*** RECORDS FOR THIS TASK ***

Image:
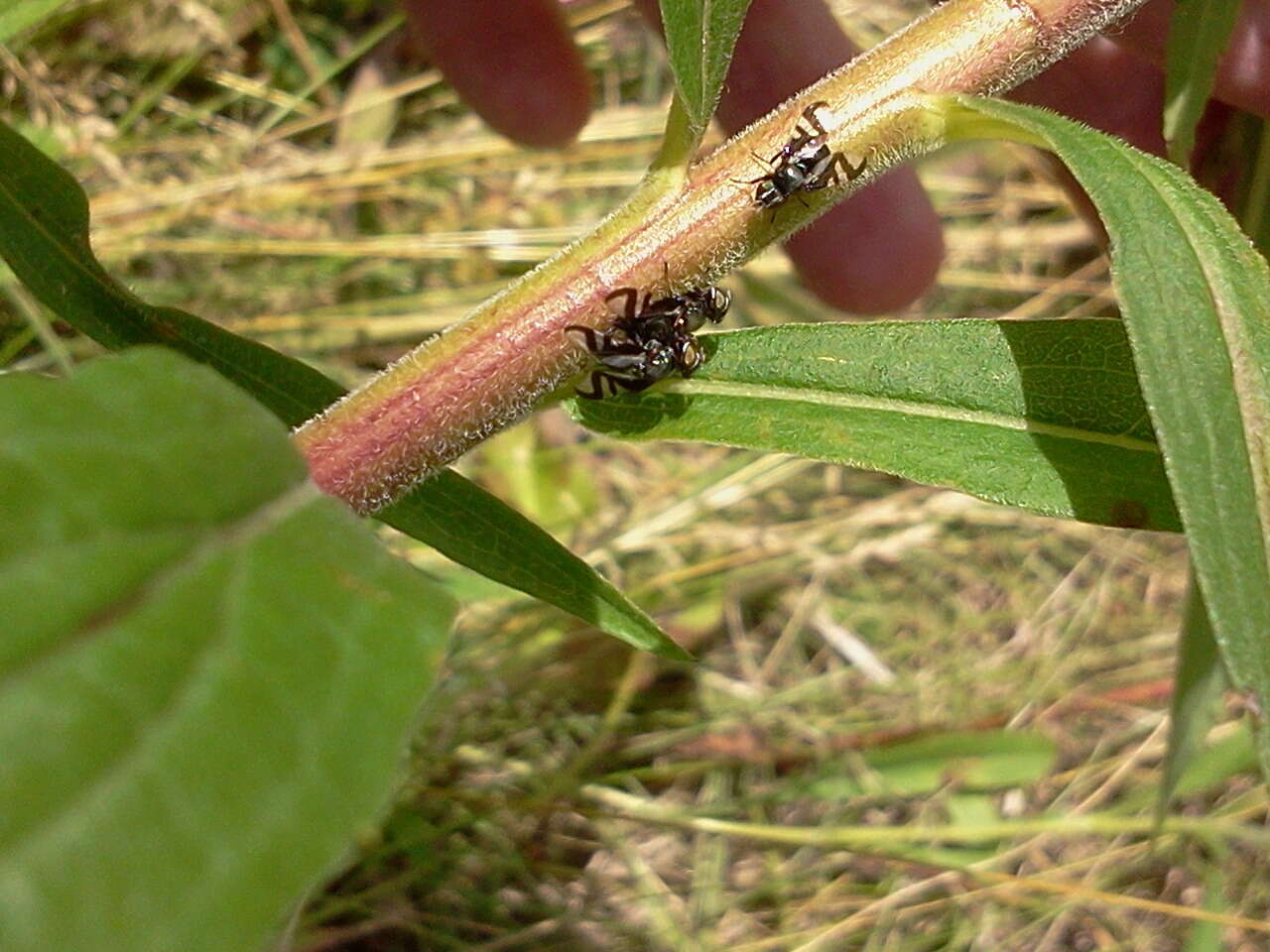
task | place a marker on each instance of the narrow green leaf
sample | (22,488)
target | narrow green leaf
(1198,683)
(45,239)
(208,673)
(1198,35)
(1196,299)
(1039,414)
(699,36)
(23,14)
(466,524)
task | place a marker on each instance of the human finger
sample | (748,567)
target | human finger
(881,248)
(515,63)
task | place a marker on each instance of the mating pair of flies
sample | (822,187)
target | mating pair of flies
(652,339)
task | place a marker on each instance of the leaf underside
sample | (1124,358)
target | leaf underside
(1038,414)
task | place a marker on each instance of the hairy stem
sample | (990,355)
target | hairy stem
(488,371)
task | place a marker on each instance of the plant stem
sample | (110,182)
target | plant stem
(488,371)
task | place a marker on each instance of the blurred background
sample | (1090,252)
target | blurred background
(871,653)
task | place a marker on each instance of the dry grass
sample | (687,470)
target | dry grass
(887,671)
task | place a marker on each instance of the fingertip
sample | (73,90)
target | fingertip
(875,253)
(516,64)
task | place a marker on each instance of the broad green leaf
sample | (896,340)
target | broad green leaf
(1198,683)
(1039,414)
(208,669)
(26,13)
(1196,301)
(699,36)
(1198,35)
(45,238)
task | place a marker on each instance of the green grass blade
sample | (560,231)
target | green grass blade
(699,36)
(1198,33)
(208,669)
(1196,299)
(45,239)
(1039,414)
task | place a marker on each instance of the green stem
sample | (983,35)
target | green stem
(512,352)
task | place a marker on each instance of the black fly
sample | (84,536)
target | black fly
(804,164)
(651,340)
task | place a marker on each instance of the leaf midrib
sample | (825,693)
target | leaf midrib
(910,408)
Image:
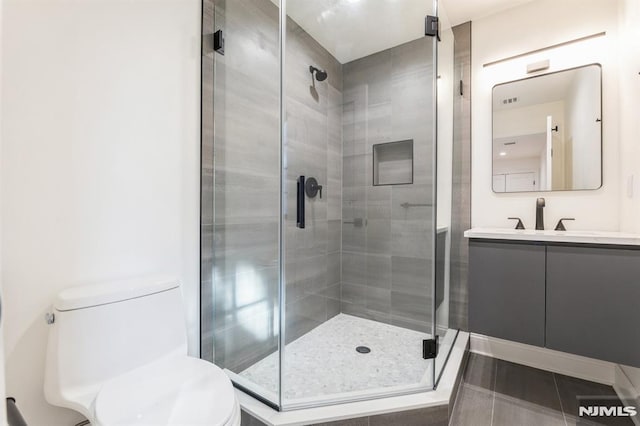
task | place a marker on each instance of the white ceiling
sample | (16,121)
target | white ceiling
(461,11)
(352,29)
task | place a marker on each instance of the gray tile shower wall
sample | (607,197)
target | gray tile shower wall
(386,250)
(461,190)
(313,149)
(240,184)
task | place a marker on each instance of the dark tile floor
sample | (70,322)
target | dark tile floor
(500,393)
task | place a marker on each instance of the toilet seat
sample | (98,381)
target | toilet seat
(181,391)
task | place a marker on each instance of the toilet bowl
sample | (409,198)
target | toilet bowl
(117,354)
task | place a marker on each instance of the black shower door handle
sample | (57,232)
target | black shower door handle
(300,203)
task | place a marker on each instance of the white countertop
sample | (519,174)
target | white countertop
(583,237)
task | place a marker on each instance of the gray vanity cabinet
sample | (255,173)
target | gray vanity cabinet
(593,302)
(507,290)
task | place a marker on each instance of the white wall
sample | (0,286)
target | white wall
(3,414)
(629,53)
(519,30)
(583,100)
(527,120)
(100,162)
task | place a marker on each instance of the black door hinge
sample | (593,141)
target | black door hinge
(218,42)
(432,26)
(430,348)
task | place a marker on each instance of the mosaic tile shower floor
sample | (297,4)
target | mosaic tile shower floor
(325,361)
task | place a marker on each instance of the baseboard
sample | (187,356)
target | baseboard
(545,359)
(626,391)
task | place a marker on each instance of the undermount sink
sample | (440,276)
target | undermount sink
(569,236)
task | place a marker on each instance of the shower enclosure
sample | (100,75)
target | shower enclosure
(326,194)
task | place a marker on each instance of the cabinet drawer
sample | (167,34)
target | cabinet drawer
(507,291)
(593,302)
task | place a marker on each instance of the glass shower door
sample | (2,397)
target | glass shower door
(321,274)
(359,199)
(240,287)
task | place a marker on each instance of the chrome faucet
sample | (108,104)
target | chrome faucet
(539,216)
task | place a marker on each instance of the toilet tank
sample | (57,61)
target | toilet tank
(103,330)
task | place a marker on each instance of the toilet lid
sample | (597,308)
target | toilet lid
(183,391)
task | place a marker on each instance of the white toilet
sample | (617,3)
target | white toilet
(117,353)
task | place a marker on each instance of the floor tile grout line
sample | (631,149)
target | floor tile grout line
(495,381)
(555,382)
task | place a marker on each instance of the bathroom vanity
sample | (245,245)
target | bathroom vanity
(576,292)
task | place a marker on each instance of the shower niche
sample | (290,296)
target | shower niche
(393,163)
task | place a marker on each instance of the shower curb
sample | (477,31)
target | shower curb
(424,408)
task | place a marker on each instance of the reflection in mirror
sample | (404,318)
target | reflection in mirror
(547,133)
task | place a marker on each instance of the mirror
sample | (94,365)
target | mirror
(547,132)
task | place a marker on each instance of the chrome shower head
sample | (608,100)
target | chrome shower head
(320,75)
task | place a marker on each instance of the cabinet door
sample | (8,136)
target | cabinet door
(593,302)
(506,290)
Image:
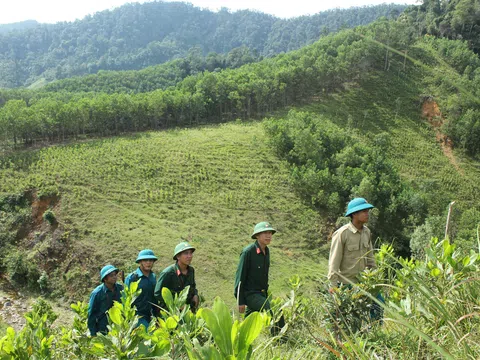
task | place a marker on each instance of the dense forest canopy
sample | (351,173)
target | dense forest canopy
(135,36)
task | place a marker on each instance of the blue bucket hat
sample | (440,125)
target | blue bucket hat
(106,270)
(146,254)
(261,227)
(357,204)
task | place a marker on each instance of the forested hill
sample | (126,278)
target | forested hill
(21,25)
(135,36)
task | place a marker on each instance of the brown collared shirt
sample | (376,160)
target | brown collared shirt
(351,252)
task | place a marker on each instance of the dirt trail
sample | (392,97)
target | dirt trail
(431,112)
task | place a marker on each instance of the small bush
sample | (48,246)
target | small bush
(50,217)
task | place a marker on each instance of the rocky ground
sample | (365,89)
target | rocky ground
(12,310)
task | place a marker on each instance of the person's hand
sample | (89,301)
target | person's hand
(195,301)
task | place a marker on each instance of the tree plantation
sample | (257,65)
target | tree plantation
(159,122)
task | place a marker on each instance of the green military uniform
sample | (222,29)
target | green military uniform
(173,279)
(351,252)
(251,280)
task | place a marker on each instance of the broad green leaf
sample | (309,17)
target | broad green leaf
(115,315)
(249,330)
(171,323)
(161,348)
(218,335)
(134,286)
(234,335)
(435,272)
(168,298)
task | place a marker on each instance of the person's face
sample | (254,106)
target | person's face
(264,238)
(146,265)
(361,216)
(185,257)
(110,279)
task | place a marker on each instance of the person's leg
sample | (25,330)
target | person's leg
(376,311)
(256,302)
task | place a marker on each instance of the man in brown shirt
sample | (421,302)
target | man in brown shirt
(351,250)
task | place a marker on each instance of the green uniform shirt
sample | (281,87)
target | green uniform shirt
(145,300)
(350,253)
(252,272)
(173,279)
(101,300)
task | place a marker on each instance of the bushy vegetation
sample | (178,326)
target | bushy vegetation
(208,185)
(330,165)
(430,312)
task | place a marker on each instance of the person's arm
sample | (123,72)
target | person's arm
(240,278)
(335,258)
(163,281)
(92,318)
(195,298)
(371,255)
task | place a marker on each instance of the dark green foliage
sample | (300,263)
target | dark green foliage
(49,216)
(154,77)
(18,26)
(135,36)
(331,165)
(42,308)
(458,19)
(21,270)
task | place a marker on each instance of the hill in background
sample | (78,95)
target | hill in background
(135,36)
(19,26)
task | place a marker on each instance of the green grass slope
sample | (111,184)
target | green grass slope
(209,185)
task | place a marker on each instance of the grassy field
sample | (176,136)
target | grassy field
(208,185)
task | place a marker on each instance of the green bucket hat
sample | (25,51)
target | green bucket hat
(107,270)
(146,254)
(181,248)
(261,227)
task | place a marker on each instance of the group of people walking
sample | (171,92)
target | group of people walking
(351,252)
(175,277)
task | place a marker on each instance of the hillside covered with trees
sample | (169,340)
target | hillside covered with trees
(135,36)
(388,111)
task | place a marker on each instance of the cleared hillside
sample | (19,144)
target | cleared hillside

*** End of RECORDS FOR THIS TASK ***

• ACTIVITY
Give again, word for word, every line from the top of the data above to the line holding "sample | (748,567)", inclusive, with the pictures left out.

• RESULT OF THIS EXERCISE
Image:
task | place a marker on each instance of the narrow green leaf
sample | (22,488)
target | narrow green leaf
(1198,683)
(45,239)
(208,673)
(1198,35)
(1196,299)
(1039,414)
(699,36)
(23,14)
(466,524)
task | place a marker on each instance of the human finger
sample | (748,567)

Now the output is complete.